EXERCISE DESCRIPTION
Produce the full set of records below once more, exactly as they stand.

[[ PROVIDED MATERIAL, beginning ]]

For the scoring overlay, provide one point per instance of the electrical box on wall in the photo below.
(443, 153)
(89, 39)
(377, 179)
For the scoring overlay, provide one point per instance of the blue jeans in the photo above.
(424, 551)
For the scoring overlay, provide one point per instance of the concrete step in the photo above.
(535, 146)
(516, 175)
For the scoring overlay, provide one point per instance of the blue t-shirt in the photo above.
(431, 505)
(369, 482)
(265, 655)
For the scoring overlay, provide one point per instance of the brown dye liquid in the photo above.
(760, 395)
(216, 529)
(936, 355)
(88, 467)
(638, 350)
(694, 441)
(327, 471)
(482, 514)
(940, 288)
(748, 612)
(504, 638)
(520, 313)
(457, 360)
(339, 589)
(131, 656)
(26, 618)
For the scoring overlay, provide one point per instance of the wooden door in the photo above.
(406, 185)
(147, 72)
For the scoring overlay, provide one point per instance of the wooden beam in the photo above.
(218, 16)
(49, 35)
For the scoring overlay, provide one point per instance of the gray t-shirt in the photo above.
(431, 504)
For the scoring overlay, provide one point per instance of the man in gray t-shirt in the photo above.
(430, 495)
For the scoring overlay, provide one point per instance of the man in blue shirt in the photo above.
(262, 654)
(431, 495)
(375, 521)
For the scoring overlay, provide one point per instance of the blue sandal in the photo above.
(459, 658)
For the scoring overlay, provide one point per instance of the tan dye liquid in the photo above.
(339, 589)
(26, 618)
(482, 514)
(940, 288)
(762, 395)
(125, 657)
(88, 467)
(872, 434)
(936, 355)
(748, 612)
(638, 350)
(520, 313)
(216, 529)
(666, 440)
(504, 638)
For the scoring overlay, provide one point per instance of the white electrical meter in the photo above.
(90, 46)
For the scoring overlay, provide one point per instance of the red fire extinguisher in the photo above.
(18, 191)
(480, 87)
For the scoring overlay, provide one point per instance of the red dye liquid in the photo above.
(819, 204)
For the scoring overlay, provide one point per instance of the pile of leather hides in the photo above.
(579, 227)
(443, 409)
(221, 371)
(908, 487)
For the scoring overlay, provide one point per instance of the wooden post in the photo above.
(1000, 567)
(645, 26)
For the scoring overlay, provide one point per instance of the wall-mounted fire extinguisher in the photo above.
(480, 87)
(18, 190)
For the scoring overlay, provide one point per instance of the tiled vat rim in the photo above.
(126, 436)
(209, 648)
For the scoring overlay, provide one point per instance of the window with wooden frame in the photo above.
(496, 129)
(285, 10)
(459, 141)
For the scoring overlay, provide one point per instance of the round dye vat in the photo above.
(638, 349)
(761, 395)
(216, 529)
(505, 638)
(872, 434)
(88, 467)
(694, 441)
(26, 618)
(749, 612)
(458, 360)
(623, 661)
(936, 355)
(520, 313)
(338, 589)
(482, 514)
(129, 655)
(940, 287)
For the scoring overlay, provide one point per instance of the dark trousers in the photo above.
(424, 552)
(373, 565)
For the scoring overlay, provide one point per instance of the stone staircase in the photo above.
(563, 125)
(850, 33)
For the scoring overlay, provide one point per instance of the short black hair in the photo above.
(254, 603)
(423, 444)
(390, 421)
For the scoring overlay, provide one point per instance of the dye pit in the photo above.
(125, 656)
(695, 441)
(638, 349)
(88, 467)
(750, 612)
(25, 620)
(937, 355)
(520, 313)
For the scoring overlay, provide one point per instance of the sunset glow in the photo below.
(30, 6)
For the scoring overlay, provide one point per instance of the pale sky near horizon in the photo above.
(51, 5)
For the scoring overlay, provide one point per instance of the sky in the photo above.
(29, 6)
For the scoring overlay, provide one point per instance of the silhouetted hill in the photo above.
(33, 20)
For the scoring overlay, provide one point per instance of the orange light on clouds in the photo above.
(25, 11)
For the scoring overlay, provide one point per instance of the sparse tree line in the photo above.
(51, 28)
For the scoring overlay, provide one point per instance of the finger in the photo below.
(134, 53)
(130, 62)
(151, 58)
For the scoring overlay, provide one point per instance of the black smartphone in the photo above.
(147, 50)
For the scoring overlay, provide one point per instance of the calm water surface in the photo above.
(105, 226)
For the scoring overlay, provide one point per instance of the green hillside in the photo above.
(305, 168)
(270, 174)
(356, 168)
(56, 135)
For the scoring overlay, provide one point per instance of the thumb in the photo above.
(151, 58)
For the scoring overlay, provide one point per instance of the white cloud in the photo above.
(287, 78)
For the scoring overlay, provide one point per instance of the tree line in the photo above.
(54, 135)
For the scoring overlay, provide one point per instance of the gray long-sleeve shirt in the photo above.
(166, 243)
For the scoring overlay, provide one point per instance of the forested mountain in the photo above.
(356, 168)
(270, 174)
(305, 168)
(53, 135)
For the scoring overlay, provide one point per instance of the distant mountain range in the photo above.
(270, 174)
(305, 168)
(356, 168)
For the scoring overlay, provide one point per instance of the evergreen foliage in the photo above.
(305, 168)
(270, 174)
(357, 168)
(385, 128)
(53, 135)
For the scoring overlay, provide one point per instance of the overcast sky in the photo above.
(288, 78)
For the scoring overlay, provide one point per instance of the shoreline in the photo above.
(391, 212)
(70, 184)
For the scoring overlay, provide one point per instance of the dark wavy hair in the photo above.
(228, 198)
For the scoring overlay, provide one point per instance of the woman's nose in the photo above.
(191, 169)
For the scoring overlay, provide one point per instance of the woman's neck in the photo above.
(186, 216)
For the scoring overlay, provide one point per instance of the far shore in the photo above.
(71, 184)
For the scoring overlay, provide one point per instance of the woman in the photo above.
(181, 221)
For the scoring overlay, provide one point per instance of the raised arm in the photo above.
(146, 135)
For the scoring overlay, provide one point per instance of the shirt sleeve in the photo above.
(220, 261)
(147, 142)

[[ PROVIDED MATERIAL, end ]]

TASK SOLUTION
For the scoring overlay, provide one point per instance of the electrical box on wall in the photo below.
(443, 153)
(89, 39)
(377, 179)
For the scoring overlay, provide one point per instance of the blue jeans in the photo above.
(424, 551)
For the scoring overlay, provide one point per instance of the concrete step in the photo above.
(535, 146)
(516, 175)
For the scoring overlay, provide one point per instance of the blue t-shirt in the photo above.
(431, 505)
(369, 482)
(265, 655)
For the scoring overlay, provide one point per instance of the brown dye liquid in the photo above.
(760, 395)
(216, 529)
(936, 355)
(88, 467)
(638, 350)
(694, 441)
(327, 471)
(482, 514)
(940, 288)
(748, 612)
(504, 638)
(520, 313)
(457, 360)
(339, 589)
(131, 656)
(26, 618)
For the scoring overlay, provide one point per instance of the wooden door in the photo above.
(406, 185)
(147, 72)
For the scoring overlay, provide one point per instance of the wooden beam in the photo above.
(218, 16)
(49, 35)
For the scoring overlay, provide one point per instance of the gray t-shirt in the photo above.
(431, 504)
For the scoring overlay, provide one point per instance of the man in gray t-shirt in the photo above.
(430, 495)
For the scoring overlay, provide one point per instance of the man in blue shirt in the photo above.
(262, 654)
(431, 495)
(375, 521)
For the scoring overlay, provide one point per instance of the blue sandal in the photo above.
(459, 658)
For the scoring overlay, provide one point per instance of the tan dye liquid in the photo above.
(339, 589)
(26, 618)
(482, 514)
(940, 288)
(762, 395)
(125, 657)
(88, 467)
(872, 434)
(936, 355)
(748, 612)
(638, 350)
(520, 313)
(216, 529)
(666, 440)
(504, 638)
For the scoring overlay, provide one point per instance of the white electrical meter in the photo above.
(90, 46)
For the scoring overlay, provide one point per instance of the red fire extinguisher in the photo above.
(18, 191)
(480, 87)
For the scoring overlay, provide one point per instance of the red dye liquid in the photo above.
(819, 204)
For the scoring overlay, provide one point per instance of the pile of leather hides in the photo above.
(579, 227)
(443, 409)
(221, 371)
(908, 487)
For the scoring overlay, provide one point per instance of the wooden post in the photo above.
(1000, 567)
(645, 26)
For the scoring overlay, provide one point per instance of the wall-mounted fire extinguisher in the photo above.
(480, 87)
(18, 190)
For the scoring overlay, provide one point per instance of the tiled vat rim in the photo above.
(126, 436)
(209, 648)
For the scoring overlay, provide one point per instance of the window with wooden frame in the photo above.
(496, 129)
(285, 10)
(459, 141)
For the scoring overlay, provide one point per instance of the round dye vat in the photo above.
(638, 349)
(761, 395)
(216, 529)
(505, 638)
(872, 434)
(88, 467)
(694, 441)
(26, 618)
(749, 612)
(458, 360)
(623, 661)
(936, 355)
(520, 313)
(338, 589)
(482, 514)
(129, 655)
(940, 287)
For the scoring overlay, provide one point per instance of the dark trousers in the photo above.
(424, 552)
(373, 565)
For the scoring overlay, provide one point per instance of the stone staircase in the photo above.
(563, 125)
(850, 33)
For the scoring overlay, provide one point per instance of the short black hair in the photo above.
(254, 603)
(423, 444)
(390, 421)
For the scoring overlay, provide one point per instance of the dye pit in the photo above.
(125, 656)
(695, 441)
(638, 349)
(88, 467)
(750, 612)
(25, 620)
(937, 355)
(520, 313)
For the scoring overlay, provide one point per instance of the sunset glow in the photo below.
(30, 6)
For the scoring overlay, provide one point per instance of the pale sky near horizon in the photo above.
(51, 5)
For the scoring overlay, provide one point per instance of the sky in the photo above.
(29, 6)
For the scoring overlay, provide one point per instance of the silhouetted hill in the photo above.
(33, 20)
For the scoring overlay, provide one point per instance of the orange light on clouds in the photo above.
(25, 11)
For the scoring overlay, provide one point per instance of the sparse tree line in the photo above.
(51, 28)
For the scoring overlay, provide one point per instance of the finger in the photo below.
(134, 53)
(130, 62)
(151, 58)
For the scoring overlay, provide one point per instance of the black smartphone in the photo above.
(147, 50)
For the scoring overlay, provide one point per instance of the calm water surface in the photo above.
(105, 226)
For the scoring overlay, provide one point per instance of the green hillside in the photo above.
(305, 168)
(270, 174)
(356, 168)
(56, 135)
For the scoring overlay, provide one point per instance of the thumb in the photo above.
(151, 58)
For the scoring overlay, provide one point per instance of the white cloud in the photo above.
(287, 78)
For the scoring overlay, provide one point per instance of the tree line in the photo above.
(54, 135)
For the scoring overlay, provide one point per instance of the gray long-sleeve shirt in the photo above.
(166, 243)
For the scoring overlay, provide one point per instance of the forested mountain in the photo above.
(356, 168)
(270, 174)
(305, 168)
(53, 135)
For the scoring overlay, provide one point per instance of the distant mountain range in the photo above.
(270, 174)
(305, 168)
(356, 168)
For the scoring overlay, provide one point per instance of the evergreen foliage in the photo above.
(305, 168)
(270, 174)
(357, 168)
(385, 128)
(53, 135)
For the scoring overlay, provide one point per instance of the overcast sky in the photo above.
(288, 78)
For the scoring overlay, provide one point per instance of the shoreline in the photo above.
(391, 212)
(70, 184)
For the scoring overlay, provide one point per instance of the dark wavy hair in the photo above.
(228, 198)
For the scoring overlay, provide one point per instance of the woman's nose in the photo above.
(191, 169)
For the scoring overlay, provide one point per instance of the woman's neck in the photo above.
(186, 216)
For the scoring overlay, provide one point per instance of the far shore in the photo above.
(71, 184)
For the scoring overlay, provide one point per instance of the woman in the photo above.
(181, 221)
For the scoring overlay, provide one point per instance of the raised arm in the photo above.
(146, 135)
For the scoring overlay, provide one point per instance of the shirt sleeve in the photo above.
(220, 261)
(147, 142)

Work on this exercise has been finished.